> **PROVIDED RECORDS**:
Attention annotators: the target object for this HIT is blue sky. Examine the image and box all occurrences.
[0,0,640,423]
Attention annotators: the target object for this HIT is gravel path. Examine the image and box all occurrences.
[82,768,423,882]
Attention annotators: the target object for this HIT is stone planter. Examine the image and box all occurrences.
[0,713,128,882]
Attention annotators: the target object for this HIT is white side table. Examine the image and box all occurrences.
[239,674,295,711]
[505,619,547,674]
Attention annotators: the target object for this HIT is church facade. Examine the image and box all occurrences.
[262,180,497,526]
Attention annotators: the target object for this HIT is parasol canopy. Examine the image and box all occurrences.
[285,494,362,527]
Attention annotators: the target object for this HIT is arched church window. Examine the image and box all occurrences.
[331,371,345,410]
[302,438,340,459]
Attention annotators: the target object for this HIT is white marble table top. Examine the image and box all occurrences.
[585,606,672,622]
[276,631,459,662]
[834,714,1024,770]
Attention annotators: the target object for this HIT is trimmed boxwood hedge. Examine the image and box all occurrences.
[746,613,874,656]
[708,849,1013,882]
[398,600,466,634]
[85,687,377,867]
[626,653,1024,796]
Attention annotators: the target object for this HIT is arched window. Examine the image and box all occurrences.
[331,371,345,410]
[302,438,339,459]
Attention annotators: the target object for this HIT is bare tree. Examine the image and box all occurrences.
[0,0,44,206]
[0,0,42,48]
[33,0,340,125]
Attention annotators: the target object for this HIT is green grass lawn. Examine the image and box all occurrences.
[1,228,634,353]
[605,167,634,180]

> **SET EXERCISE**: Reproduce every one of the records above word for word.

> **ANSWER IN FULL**:
Attention annotators: the target object for this HIT is blue sky. Examine the image and box all occurrences.
[0,0,640,423]
Attention annotators: the target object for this HIT is gravel path. Examine the image and box all occurrences.
[82,768,423,882]
Attention annotators: the target object for this HIT is stone planter. Examine the image and box all occurrences.
[0,713,128,882]
Attention annotators: the target object for this HIT is white side table. Examine the image and box all occurrences.
[239,674,295,711]
[505,619,547,674]
Attention annotators: the target object for this HIT is church facade. Examine the image and box all occurrences.
[262,180,497,526]
Attention annotators: the target object for this HIT is parasol canopy. Examine the image and box all occurrences.
[285,494,362,527]
Attention annotators: the target object for this HIT is arched church window. Examine the image and box all occurrences.
[331,371,345,410]
[302,438,340,459]
Attention annotators: the target object for this HIT is white marble table top. Examine the image and box all occurrences.
[585,606,672,622]
[276,631,459,662]
[834,714,1024,770]
Attention annotators: the target object for this HIT is trimmed boxwood hedge. Examine the image and box all occurrences.
[746,613,874,656]
[708,849,1013,882]
[398,600,466,634]
[85,687,377,867]
[626,653,1024,796]
Attention annotators: the target object for this HIT is arched window. Examine the image and box all occurrences.
[331,371,345,410]
[302,438,339,459]
Attention annotators: the target object for this HIT is bare tree. Examine the image and box all occurrences.
[0,0,44,206]
[0,0,42,48]
[33,0,340,125]
Attention annotators: the target object for this HIT is green grass lawn. Examine the image and box all occurrences.
[1,228,634,353]
[605,167,634,180]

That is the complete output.